* [Selection]
- - - -

If the selection had been made while a scatter plot had been displayed, the rows in the table
satisfying the criterion would be overlaid, as shown for our EROs in an I-K vs I plot in
Figure 8.
Figure 8. The ERO subsample in Mirage's I-K vs I colour-magnitude plot.
One of the neat things about Mirage is the way that a selection made in a plot making one sort of presentation can be propagated through to other plots generated within Mirage. So, for example, we could display a scatter plot of a different pair of attributes and the ERO points would continue to be appear in a different colour. Selections can also be made graphically with Mirage, which makes up for the lack of flexibility in the command line selection function: a rectangle or curve can be drawn in an existing scatter plot to select data, or one can even "paint" an area of the plot freehand, which would be very useful for selecting a cluster of points whose boundaries could not easily be expressed in simple range cuts on attributes. Another advantage that Mirage has over VOPlot is the ability to export data, so that we were able to write out, albeit into Mirage's own ASCII data format, both the version of our EIS sample with the added I-K column and the ERO subsample of that dataset.
While multiple output formats are listed for VizieR's output from this procedure, only the
HTML table output worked perfectly, as shown in Figure 10
Figure 10. HTML table output from VizieR's cross-matching procedure.
Other output options generate "SIMBAD error" messages, are are currently not supported so we were not able to extract what we desired, a VOTable containing the X-ray and optical/near-IR magnitudes of the matched sources. In order to proceed with our exercise, we decided to create an ASCII file from the HTML file shown in Figure 10 and use a small IDL routine to match entries from it with entries in another ASCII file which contained the X-ray attributes extracted from VizieR for the same set of Chandra sources. (For those wishing to reproduce what we did, we provide the IDL file, the matched source file and the Chandra attribute file, the matched source VOTable output file, and the ERO subset VOTable, generated by including an I-K>3.75 colour cut in the IDL routine: note that the IDL code makes use of the readfmt routine from the Astrolib library.) We could have performed the source matching more easily using, for example, the CURSA package from Starlink, but this would not have returned results in VOTable format, which our quickly-written IDL code was able to. No doubt the situation will change soon, as VOTable becomes more widely supported by astronomical software packages, but this current lack of even a simple positional cross-matching tool that returns a VOTable is a frustration. (Re-attempting the matching procedure with VizieR, it was found that a cut down version of the tab separated file, where only the coordinates were present, as opposed to the full version returned by VizieR, could be used to obtain VOTable output of the matches. This VOTable of cross matches is linked here. In principle this table could be converted to a convenient format using an XSLT to generate the same result as done with the HTML table and IDL script above.)

- - - -

* [Dataset rows]
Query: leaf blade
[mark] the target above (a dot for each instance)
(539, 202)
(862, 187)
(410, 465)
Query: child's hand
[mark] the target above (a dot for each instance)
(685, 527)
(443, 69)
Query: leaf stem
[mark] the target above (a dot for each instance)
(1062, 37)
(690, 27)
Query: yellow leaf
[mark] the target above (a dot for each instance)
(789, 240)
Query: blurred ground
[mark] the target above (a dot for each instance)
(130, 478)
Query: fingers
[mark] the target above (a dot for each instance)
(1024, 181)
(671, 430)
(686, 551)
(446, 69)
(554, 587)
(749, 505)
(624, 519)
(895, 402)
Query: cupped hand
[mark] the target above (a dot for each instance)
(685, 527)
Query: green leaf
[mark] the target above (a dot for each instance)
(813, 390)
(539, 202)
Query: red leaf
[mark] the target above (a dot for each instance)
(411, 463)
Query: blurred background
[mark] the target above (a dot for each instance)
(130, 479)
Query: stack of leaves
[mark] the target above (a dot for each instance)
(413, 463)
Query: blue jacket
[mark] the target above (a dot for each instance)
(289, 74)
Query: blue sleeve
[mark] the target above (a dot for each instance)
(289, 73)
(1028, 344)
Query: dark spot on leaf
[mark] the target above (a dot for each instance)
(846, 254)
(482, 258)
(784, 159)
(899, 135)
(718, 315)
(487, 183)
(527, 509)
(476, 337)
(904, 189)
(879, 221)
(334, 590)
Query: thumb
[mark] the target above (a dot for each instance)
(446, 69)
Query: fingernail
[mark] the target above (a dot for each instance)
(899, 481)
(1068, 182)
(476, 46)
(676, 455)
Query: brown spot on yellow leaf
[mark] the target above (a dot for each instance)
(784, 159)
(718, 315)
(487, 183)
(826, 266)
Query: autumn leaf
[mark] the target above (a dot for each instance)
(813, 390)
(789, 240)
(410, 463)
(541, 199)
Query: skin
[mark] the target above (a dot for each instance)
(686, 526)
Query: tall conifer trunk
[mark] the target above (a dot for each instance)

- - - -

* [Given request A]
Extract from the records every line from the one containing "Query: autumn leaf" down to the end of the records, inclusive, and reproduce those lines without alteration.
* [Given request B]
Write the next part of the text on selecting data in Mirage and cross-matching sources with VizieR, beginning immediately after its final sentence.

* [Response A]
Query: autumn leaf
[mark] the target above (a dot for each instance)
(813, 390)
(789, 240)
(410, 463)
(541, 199)
Query: skin
[mark] the target above (a dot for each instance)
(686, 526)
Query: tall conifer trunk
[mark] the target above (a dot for each instance)

* [Response B]
The error circles in Figure 11 were created using Aladin's filter mechanism, which allows
us to define the size
of the circle to be drawn at each Chandra source position by using the values in the PosErr
column of our cross-match VOTable, which records the uncertainties in the Chandra source positions
listed in the Giacconi et al. catalogue. Figure 12 shows how this filter was defined in
Aladin.
Figure 12. Defining a filter in Aladin, so that it will plot the error circles for all
the Chandra sources.
The two bright galaxies in Figure 11 intrigued us, so we selected cutouts from three of the
ACS frames in this field (F435W, F775W, F850LP) and created an RGB image from them in Aladin,
on top of which we overlaid the Chandra error ellipses again and the positions of EIS catalogue
sources. The result is shown in Figure 13:
Figure 13a. Zooming in on two of the Chandra/EIS associations; overlaying Chandra error circles
(red) and EIS catalogue source positions (blue diamonds) on an RGB image created by Aladin from
the F435W, F775W and F850LP ACS images of this field.
The AVO prototype also allows an SED of catalog data to be plotted. This is shown in figure 13b.
Figure 13b. SED of selected EROs.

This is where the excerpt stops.